_Kumpulan Data_

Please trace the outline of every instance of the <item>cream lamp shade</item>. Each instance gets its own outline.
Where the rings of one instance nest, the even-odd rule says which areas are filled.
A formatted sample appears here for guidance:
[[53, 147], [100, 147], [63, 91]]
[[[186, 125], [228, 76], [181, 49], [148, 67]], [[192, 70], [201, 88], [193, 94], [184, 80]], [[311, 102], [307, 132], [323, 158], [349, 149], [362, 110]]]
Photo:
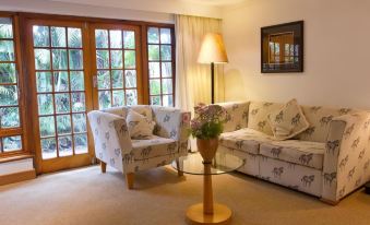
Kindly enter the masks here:
[[199, 63], [226, 63], [228, 62], [224, 40], [220, 34], [208, 33], [204, 35], [201, 50], [198, 56]]

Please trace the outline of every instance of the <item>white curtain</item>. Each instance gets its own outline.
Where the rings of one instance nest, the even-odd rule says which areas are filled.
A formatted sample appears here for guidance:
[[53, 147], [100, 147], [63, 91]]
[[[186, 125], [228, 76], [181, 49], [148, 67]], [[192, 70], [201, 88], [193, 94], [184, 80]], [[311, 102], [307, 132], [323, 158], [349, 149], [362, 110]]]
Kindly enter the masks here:
[[[220, 33], [217, 19], [176, 15], [176, 107], [193, 111], [198, 103], [211, 103], [211, 64], [198, 63], [206, 33]], [[215, 66], [215, 102], [224, 102], [223, 66]]]

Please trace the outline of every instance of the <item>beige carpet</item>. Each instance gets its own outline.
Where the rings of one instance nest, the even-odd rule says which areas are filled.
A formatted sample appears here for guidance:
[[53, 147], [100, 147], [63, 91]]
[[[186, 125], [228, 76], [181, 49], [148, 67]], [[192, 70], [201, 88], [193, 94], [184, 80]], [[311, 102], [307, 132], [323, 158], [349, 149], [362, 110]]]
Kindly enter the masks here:
[[[171, 168], [123, 176], [99, 167], [40, 176], [0, 187], [1, 225], [184, 224], [186, 209], [202, 199], [202, 177], [178, 178]], [[331, 206], [246, 175], [214, 176], [215, 199], [234, 211], [231, 224], [370, 224], [370, 196], [359, 190]]]

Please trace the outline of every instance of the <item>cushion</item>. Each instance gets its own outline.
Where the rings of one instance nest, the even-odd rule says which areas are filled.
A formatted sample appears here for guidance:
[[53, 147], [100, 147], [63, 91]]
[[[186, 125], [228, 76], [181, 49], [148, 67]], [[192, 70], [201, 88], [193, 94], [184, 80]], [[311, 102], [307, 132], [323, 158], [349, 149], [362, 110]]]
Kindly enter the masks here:
[[299, 140], [262, 143], [260, 154], [281, 161], [322, 169], [325, 143]]
[[296, 99], [289, 100], [279, 110], [270, 114], [267, 122], [276, 140], [291, 139], [310, 127]]
[[150, 139], [153, 135], [155, 122], [130, 109], [126, 118], [132, 139]]
[[219, 145], [251, 154], [259, 154], [260, 144], [271, 141], [265, 133], [249, 128], [225, 132], [219, 137]]

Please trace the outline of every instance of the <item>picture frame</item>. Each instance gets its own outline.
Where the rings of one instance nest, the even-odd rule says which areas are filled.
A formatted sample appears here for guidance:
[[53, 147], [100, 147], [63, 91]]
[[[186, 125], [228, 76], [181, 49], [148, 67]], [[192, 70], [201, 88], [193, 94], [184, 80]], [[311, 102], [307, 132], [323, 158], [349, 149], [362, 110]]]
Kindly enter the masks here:
[[261, 27], [261, 73], [303, 72], [303, 21]]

_Tugas Anda_
Tulis ulang semua catatan di atas dengan mengganti "trace the outline" menjadi "draw the boundary" tanpa mengubah bagian lain, dan hilangkan gambarnya.

_Latihan Selesai_
Please draw the boundary of every instance of the <item>cream lamp shade</item>. Each instance gets its own outline.
Where the rings of one instance nest, the even-odd rule says which areas are filled.
A formatted sample appears here for guidance:
[[53, 147], [100, 147], [63, 91]]
[[[186, 125], [228, 76], [181, 49], [148, 67]], [[192, 70], [201, 88], [193, 94], [184, 80]], [[311, 102], [307, 132], [323, 158], [349, 149], [362, 110]]]
Photo:
Kindly enter the masks here:
[[199, 63], [226, 63], [228, 62], [224, 40], [220, 34], [208, 33], [204, 35], [201, 50], [198, 56]]

Please draw the boundary of every instance of the <item>white curtain</item>. Each instance gets its own outline.
Where the rings of one instance nest, the even-odd rule says which areas are filled.
A formatted sample appears here for guidance:
[[53, 147], [100, 147], [63, 91]]
[[[186, 125], [228, 76], [181, 49], [148, 67]], [[192, 70], [201, 88], [193, 94], [184, 80]], [[311, 102], [307, 132], [323, 158], [349, 149], [362, 110]]]
Kindly enter the masks here:
[[[220, 33], [217, 19], [176, 15], [176, 107], [193, 111], [198, 103], [211, 103], [211, 64], [198, 63], [206, 33]], [[215, 66], [215, 102], [224, 102], [223, 66]]]

Please draw the boundary of every instance of the <item>beige carpet</item>. Each instance gets its own outline.
Where the rings of one instance nest, the even-odd rule says which areas are filled.
A formatted sample appears here for guidance:
[[53, 147], [100, 147], [63, 91]]
[[[186, 125], [228, 76], [181, 49], [148, 67]], [[192, 70], [201, 88], [193, 94], [184, 80]], [[311, 102], [307, 132], [323, 158], [349, 149], [362, 110]]]
Kindly enter the masks here:
[[[171, 168], [123, 176], [99, 167], [40, 176], [0, 187], [1, 225], [184, 224], [186, 209], [202, 199], [202, 177], [178, 178]], [[331, 206], [246, 175], [214, 176], [215, 199], [234, 211], [231, 224], [370, 224], [370, 196], [359, 190]]]

Please draw the boundary of every instance of the <item>cushion</item>. Each instance gets its own outline.
Where the rings of one instance nest, the even-odd rule says which areas are filled.
A formatted sample appears here for guidance:
[[53, 147], [100, 147], [63, 91]]
[[[186, 125], [228, 76], [181, 49], [148, 67]], [[192, 70], [201, 88], [193, 94], [184, 80]], [[311, 102], [307, 132], [323, 158], [349, 149], [362, 110]]]
Kindly enter the masks here:
[[299, 140], [262, 143], [260, 154], [281, 161], [322, 169], [325, 143]]
[[296, 99], [289, 100], [279, 110], [270, 114], [267, 122], [276, 140], [291, 139], [310, 127]]
[[150, 139], [153, 135], [155, 122], [130, 109], [126, 118], [132, 139]]
[[219, 145], [251, 154], [259, 154], [260, 144], [271, 141], [265, 133], [249, 128], [225, 132], [219, 137]]

Please draw the boundary of every instance of the <item>picture frame</item>. Each instance gets its own outline.
Where the rings of one instance nest, the even-odd rule says which areas are filled.
A formatted sample appears here for guidance:
[[53, 147], [100, 147], [63, 91]]
[[[186, 125], [228, 76], [181, 49], [148, 67]], [[192, 70], [201, 88], [193, 94], [184, 80]], [[311, 102], [307, 132], [323, 158], [349, 149], [362, 110]]]
Kindly enter the masks here:
[[261, 27], [261, 73], [303, 72], [303, 21]]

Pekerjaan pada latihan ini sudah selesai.